■ **EXERCISE**: Show each line of the records in which the word "then" occurs.

■ **SUPPLIED ENTRIES**:
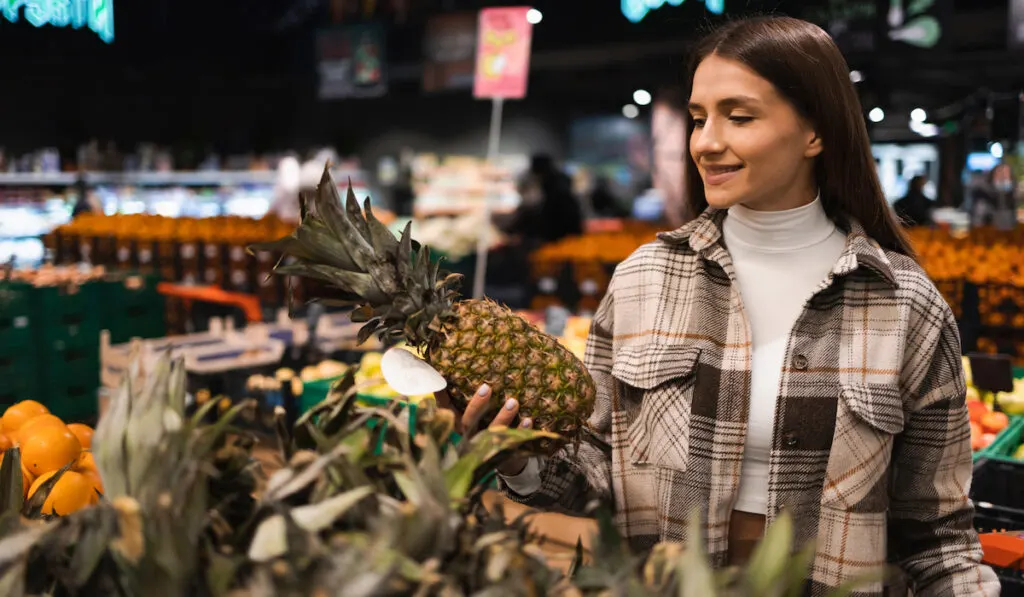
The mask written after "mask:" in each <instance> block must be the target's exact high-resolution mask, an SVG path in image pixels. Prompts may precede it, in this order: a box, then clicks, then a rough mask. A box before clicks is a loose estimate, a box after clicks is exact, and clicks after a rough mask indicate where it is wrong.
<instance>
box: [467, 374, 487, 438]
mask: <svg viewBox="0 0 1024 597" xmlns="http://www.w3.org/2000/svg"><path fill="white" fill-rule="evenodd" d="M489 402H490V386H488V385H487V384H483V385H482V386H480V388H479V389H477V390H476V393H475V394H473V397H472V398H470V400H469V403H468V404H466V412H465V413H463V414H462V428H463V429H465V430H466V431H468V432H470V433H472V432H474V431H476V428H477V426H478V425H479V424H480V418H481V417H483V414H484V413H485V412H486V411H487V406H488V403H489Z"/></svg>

--

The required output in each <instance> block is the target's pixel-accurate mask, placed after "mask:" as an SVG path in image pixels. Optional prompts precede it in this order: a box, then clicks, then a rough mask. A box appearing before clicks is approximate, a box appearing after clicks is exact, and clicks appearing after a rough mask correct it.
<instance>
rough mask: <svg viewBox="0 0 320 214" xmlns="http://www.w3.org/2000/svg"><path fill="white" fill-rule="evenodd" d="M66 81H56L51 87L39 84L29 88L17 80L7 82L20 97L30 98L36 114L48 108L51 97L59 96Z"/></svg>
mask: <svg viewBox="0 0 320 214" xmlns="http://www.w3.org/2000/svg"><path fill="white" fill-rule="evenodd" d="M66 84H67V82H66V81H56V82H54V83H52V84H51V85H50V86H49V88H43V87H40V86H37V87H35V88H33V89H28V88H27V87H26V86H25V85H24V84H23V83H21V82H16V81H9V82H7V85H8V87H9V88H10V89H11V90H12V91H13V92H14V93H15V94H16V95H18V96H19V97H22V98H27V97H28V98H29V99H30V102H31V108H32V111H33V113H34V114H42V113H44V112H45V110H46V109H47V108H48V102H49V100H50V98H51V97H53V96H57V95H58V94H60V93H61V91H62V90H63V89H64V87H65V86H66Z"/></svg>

■ **EXERCISE OUTPUT**:
The mask written after "mask:" in each <instance> block must be the target's exact high-resolution mask, an SVG path in image pixels. Prompts may precede it, in this order: a box, then clicks, then a rough mask. A box before clicks is a loose estimate, a box after clicks is exact, and clicks after a rough mask indicate where it is wrong.
The required output in each <instance> block is the target's pixel-accurate mask, placed after "mask:" as an SVG path in image pixels. Optional prompts precede it in this order: a box, then clicks, then a rough mask. A box appearing before clicks is approximate, a box appearing after clicks is exact, and clicks appearing after a rough mask correct it.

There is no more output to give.